■ **Work task A**
In the blog post about seeking life beyond padded cells, how is Friedrich Wilhelm Foerster described?
■ **Work task B**
Could you continue the blog post about seeking life beyond padded cells, picking up after its last sentence?

■ **Text excerpt**
• • •

Wednesday, August 17, 2005

[157.1] SEEKING LIFE BEYOND OUR PADDED CELLS

"Our technological civilization has cushioned life on all sides, yet more than ever before, people helplessly succumb to the blows of life. This is very simply because a merely technological culture cannot give any help in the face of life’s eternal tragedy; here only an inward foundation can help. Externalized as they are, too many people today have no ideas, no strength, nothing that might enable them to master their restlessness and dividedness. They do not know what to make of trials, obstacles, or suffering—how to make something constructive of them—and perceive them only as things that oppress and irritate them and interfere with life."

Friedrich Wilhelm Foerster (courtesy of The Daily Dig)

Foerster was an eminent German astronomer, Christian philosopher and pacifist (1869 - 1966). His work was ostracized and banned during the Nazi era. The agony of which he wrote was not just others', but his. And bizarre though it may seem, his is precisely the quotation that came to mind for me during the denouement of the latest Channel 4 Big Brother 'reality' series.

Yup, I know, 'enlightened' people are supposed to sneer at BB, or at least recoil in horror at the cruel, facile and venal nature of it all. It can indeed be sad, depressing, boring and annoying, as well as exhilerating and astonishing. It connects with the emotional lives of a huge number of people, and to understand nothing about why this may be is simply to choose one kind of padded cell over another.

Besides, people-watching is endlessly fascinating and illuminating. And as Germaine Greer famously commented, the point about the show isn't that it's "the end of civilization", but that it is civilization -- or a sizeable chunk of it.

• • •

■ **Data to examine**

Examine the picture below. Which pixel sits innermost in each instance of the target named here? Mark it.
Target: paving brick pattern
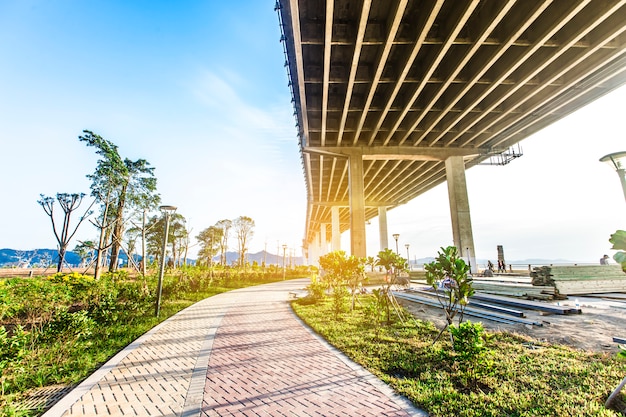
(242, 353)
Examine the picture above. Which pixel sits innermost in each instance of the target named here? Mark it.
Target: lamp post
(396, 236)
(284, 253)
(167, 212)
(617, 160)
(406, 245)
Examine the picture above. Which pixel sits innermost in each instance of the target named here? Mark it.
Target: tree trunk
(118, 229)
(143, 245)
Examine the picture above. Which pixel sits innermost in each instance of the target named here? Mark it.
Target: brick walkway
(242, 353)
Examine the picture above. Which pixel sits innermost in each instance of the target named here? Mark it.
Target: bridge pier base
(459, 210)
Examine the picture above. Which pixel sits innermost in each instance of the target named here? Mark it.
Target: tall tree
(155, 231)
(69, 203)
(243, 226)
(209, 240)
(119, 184)
(225, 225)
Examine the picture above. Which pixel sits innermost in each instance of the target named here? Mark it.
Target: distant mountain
(44, 257)
(38, 257)
(260, 257)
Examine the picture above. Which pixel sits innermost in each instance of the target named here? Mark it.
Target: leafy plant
(393, 264)
(341, 271)
(618, 239)
(448, 275)
(468, 339)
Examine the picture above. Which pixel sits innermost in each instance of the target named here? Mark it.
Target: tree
(340, 271)
(209, 240)
(86, 251)
(618, 239)
(69, 203)
(393, 264)
(243, 226)
(225, 225)
(448, 275)
(118, 184)
(155, 235)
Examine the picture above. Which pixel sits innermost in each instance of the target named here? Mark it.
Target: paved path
(241, 353)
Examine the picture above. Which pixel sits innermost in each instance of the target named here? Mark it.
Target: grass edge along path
(63, 353)
(513, 376)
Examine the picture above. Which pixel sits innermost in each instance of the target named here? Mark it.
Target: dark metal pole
(162, 269)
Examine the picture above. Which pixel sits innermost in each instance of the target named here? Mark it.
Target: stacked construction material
(576, 280)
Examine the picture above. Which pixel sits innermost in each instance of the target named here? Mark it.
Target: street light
(284, 253)
(396, 236)
(167, 212)
(406, 245)
(617, 160)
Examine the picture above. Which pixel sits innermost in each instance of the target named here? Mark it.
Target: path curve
(240, 353)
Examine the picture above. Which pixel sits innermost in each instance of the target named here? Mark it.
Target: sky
(199, 90)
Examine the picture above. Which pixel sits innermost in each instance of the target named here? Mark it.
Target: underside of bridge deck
(406, 84)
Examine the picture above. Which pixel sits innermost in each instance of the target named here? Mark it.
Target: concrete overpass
(394, 97)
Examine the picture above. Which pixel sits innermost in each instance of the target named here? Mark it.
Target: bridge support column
(358, 247)
(314, 250)
(382, 228)
(336, 231)
(459, 209)
(323, 240)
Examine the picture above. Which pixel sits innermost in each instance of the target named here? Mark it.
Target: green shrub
(468, 339)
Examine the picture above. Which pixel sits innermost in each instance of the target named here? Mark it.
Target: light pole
(406, 245)
(284, 253)
(617, 160)
(167, 212)
(396, 236)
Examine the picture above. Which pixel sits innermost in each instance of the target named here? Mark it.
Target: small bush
(468, 339)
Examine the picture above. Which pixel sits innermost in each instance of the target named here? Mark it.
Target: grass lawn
(512, 376)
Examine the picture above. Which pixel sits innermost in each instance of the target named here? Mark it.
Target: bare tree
(225, 225)
(69, 203)
(209, 240)
(243, 226)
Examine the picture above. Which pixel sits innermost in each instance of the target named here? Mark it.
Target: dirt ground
(593, 330)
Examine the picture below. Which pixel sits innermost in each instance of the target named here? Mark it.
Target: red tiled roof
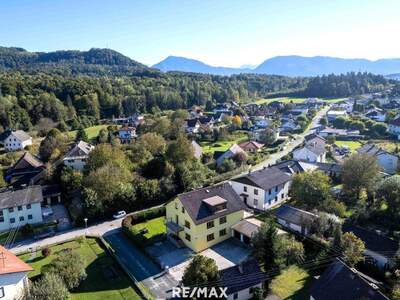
(9, 263)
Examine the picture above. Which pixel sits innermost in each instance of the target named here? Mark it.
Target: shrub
(46, 251)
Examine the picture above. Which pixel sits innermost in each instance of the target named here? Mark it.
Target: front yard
(292, 283)
(105, 279)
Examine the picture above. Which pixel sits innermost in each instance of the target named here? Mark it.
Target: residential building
(312, 151)
(20, 207)
(251, 146)
(127, 134)
(386, 160)
(197, 150)
(294, 218)
(339, 281)
(263, 189)
(16, 140)
(241, 280)
(77, 156)
(24, 170)
(394, 127)
(204, 217)
(331, 115)
(377, 246)
(230, 153)
(13, 276)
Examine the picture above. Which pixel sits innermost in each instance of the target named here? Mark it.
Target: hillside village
(255, 193)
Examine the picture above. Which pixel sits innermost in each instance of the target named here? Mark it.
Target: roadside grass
(353, 145)
(292, 283)
(235, 138)
(105, 279)
(154, 226)
(92, 132)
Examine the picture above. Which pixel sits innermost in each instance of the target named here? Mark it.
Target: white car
(119, 214)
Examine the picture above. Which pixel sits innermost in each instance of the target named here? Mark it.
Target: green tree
(353, 249)
(49, 287)
(201, 270)
(367, 170)
(70, 266)
(311, 189)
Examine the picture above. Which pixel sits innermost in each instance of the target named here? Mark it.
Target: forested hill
(95, 62)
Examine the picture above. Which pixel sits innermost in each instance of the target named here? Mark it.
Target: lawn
(236, 138)
(353, 145)
(292, 283)
(154, 226)
(105, 279)
(92, 132)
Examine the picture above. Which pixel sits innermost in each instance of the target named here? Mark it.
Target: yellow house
(204, 217)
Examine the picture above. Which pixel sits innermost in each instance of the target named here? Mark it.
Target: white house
(13, 276)
(77, 156)
(295, 219)
(20, 207)
(313, 150)
(386, 160)
(394, 127)
(263, 189)
(127, 134)
(242, 280)
(17, 140)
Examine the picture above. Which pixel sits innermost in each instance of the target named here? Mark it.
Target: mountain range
(287, 66)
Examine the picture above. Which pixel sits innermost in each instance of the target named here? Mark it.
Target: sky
(217, 32)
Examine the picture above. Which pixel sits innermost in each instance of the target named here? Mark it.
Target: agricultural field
(105, 279)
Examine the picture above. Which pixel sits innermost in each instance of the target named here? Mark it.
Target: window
(210, 224)
(187, 224)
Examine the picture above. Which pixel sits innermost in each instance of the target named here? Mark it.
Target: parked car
(119, 214)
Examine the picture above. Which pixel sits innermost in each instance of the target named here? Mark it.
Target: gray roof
(199, 211)
(13, 198)
(265, 179)
(294, 215)
(340, 282)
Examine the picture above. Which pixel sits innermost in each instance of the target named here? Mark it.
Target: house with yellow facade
(201, 218)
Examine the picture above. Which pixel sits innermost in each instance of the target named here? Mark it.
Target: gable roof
(242, 276)
(81, 149)
(340, 282)
(28, 195)
(373, 241)
(9, 263)
(294, 215)
(198, 210)
(265, 179)
(373, 150)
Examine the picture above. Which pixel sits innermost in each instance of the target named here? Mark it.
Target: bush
(46, 251)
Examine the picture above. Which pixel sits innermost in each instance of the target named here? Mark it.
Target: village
(257, 194)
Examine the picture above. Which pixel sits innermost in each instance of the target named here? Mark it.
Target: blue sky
(218, 32)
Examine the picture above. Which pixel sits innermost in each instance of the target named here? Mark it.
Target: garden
(104, 278)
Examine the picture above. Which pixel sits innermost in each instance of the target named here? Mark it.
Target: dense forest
(81, 87)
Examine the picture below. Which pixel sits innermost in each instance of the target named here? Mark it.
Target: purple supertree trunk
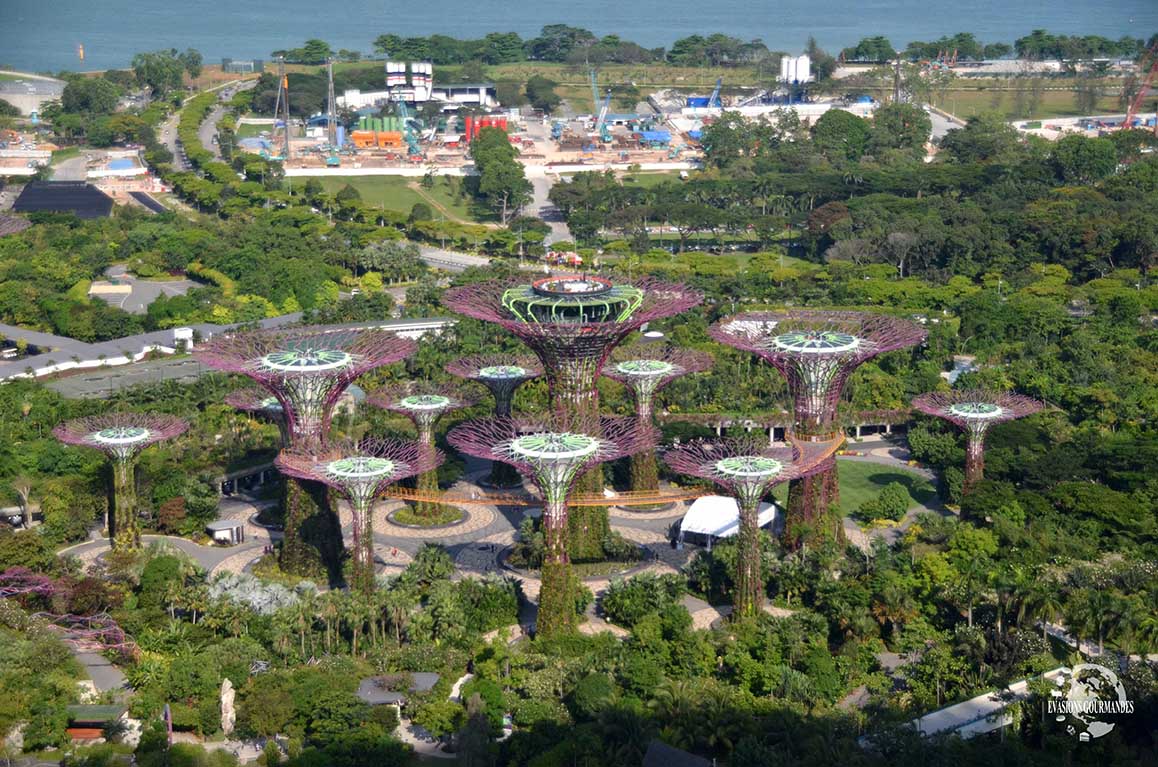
(975, 411)
(360, 472)
(748, 469)
(122, 437)
(424, 403)
(308, 371)
(554, 452)
(572, 323)
(503, 374)
(645, 370)
(816, 352)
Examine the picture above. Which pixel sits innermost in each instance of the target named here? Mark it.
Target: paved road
(542, 207)
(71, 169)
(448, 260)
(145, 291)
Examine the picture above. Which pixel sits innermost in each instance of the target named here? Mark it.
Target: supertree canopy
(748, 469)
(572, 323)
(360, 472)
(307, 371)
(816, 352)
(261, 402)
(974, 411)
(503, 374)
(552, 453)
(424, 403)
(645, 370)
(122, 436)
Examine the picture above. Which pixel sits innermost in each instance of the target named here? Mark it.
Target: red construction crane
(1136, 104)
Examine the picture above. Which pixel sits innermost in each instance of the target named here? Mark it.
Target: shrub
(627, 601)
(892, 503)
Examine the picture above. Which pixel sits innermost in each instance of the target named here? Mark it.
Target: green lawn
(863, 481)
(395, 194)
(1053, 103)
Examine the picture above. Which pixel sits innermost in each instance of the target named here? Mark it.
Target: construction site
(395, 131)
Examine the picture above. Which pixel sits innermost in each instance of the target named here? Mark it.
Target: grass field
(863, 481)
(396, 194)
(1052, 103)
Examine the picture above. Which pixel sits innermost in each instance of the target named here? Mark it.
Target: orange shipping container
(389, 138)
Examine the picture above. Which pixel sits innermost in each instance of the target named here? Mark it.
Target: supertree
(122, 437)
(974, 411)
(645, 370)
(552, 453)
(816, 352)
(307, 371)
(572, 323)
(261, 402)
(424, 403)
(501, 374)
(748, 469)
(360, 472)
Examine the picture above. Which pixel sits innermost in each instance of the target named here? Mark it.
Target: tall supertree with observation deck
(748, 469)
(816, 352)
(572, 323)
(554, 453)
(645, 370)
(307, 371)
(424, 403)
(122, 437)
(974, 411)
(360, 472)
(503, 374)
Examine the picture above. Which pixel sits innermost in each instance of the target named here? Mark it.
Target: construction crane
(715, 100)
(1136, 104)
(279, 104)
(412, 147)
(331, 118)
(605, 134)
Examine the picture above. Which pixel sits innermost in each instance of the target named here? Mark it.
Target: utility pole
(331, 121)
(896, 80)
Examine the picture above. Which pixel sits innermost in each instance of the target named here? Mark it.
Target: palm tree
(894, 606)
(1043, 601)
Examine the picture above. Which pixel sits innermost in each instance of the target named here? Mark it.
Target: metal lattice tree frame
(122, 437)
(360, 472)
(974, 411)
(424, 403)
(554, 453)
(308, 371)
(259, 402)
(816, 352)
(645, 371)
(572, 323)
(503, 374)
(748, 469)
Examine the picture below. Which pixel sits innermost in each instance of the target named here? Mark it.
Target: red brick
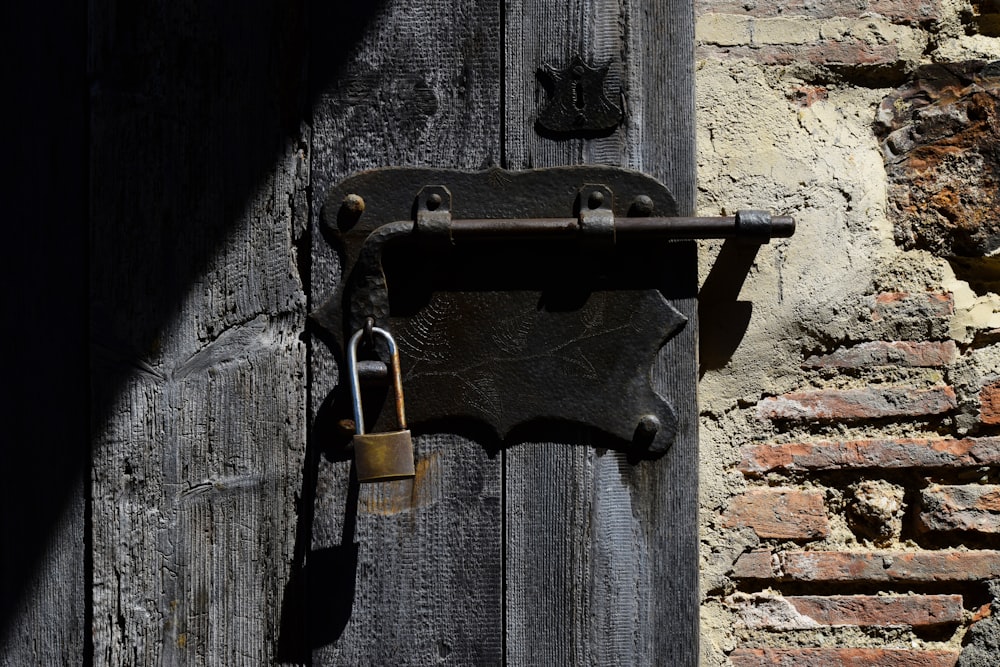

• • •

■ **Exercise result A**
He is described as an eminent German astronomer, Christian philosopher and pacifist (1869 - 1966).

■ **Exercise result B**
In which case, you can't help noticing that the kind of reflectiveness and interiority that helps people to know themselves in relation to others, and as part of a larger pattern, is substantially absent. Not just in the BB house, but in our culture... perhaps even in ourselves, if we are courageous enough to consider it. (Much easier to condemn the BB housemates as 'vacuous', huh?)

On the positive side, even in this televised human jungle people can still recognise innate decency (Eugene) in the face of someone deemed 'criminally uncool' by the lifestyle police. On the negative side, there is no identifiable basis for forming community, little to sustain the see-saw of feelings or the bottomless quest for 'recognition', no way out of the hall of mirrors. Welcome to modern western culture, 2005.

But is the average church much better? More 'worthy', perhaps. Rooted in a (contested) tradition, for sure -- though not one that is much understood or explored, in many cases. Less frank about its own reservoir of darkness, pain, pride and passion, almost certainly...

And more of a zone of prayer? I wonder. Not prayer as in the superficial attempt to wrestle favour or meaning from a tribal god; but prayer as in "living life as gifted", abandoning the struggle for manipulation that finds its apotheosis in technological mediation and its nadir in the debasement of ourselves and fellow human beings.

For as Rowan Williams has suggested, prayer is the antithesis of grasping. It is a radical reordering which does not depend on performance, status, success or failure. And in that sense it addresses precisely the restlessness and dividedness which Foerster sees eating away at us, personally and collectively.

RW: "What a lot of the literature talks about is a sort of gathering in of awareness into yourself, which sounds a strange way of putting it but it simply means our thoughts and fantasies are usually all over the place and running off after this, that and the other, and part of the process that is going on is the sort of steady and quiet drawing in and settling of all these tentacles that are wriggling out to lay hold of the world - you gather them back in and that's a gathering into the heart which the Orthodox writers talk about, and what Western writers mean by the simplification of the heart in prayer. By this we simply become what we are and just sit there being a creature in the hand of God."